**YOUR INSTRUCTIONS:** Write out, word for word, the data below from the line with "Note for the class: annotate every instance of the dark" to the line with "Note for the class: annotate every instance of the pecan nut", including both of those lines.

**SUPPLIED ENTRIES:**
%%

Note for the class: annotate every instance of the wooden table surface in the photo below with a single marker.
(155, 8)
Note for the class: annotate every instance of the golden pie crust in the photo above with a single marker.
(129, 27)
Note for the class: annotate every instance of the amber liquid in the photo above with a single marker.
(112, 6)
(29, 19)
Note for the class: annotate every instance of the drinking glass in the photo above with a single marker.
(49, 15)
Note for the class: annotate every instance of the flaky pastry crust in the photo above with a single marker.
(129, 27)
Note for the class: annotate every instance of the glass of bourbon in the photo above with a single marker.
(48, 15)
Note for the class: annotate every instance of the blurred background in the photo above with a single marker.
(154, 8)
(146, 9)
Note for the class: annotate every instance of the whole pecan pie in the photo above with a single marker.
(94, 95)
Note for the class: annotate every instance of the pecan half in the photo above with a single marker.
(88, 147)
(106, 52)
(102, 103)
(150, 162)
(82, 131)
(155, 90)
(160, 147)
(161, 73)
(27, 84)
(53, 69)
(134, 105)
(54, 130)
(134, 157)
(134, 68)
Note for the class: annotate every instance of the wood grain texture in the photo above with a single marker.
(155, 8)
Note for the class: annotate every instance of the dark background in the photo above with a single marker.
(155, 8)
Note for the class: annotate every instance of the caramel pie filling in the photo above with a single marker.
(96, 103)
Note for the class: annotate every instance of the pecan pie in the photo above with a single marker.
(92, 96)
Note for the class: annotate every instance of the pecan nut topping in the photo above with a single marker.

%%
%%

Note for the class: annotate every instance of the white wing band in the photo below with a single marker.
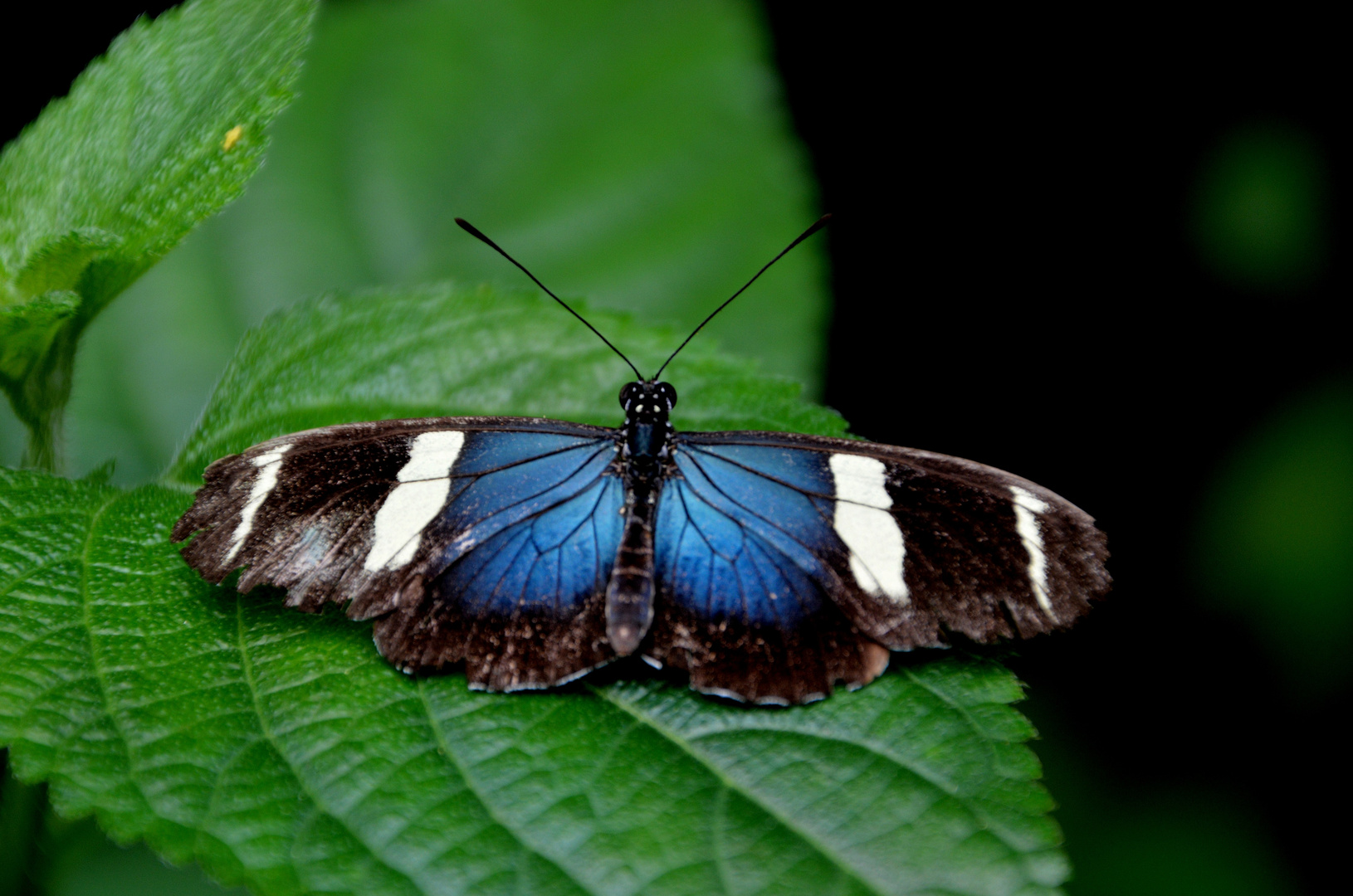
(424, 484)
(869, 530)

%%
%%

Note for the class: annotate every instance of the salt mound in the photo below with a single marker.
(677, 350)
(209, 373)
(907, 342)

%%

**RESULT OF THIS TASK:**
Note for the class: annotate every instance of the dark background in the photo above with a single marker.
(155, 8)
Note for the class: annotate every instance of the caramel pie filling in the photo above with a single marker.
(96, 103)
Note for the class: annotate every instance of the pecan pie in the photo above with a single marker.
(92, 96)
Note for the class: annotate every instance of the pecan nut topping in the photo above with a single marker.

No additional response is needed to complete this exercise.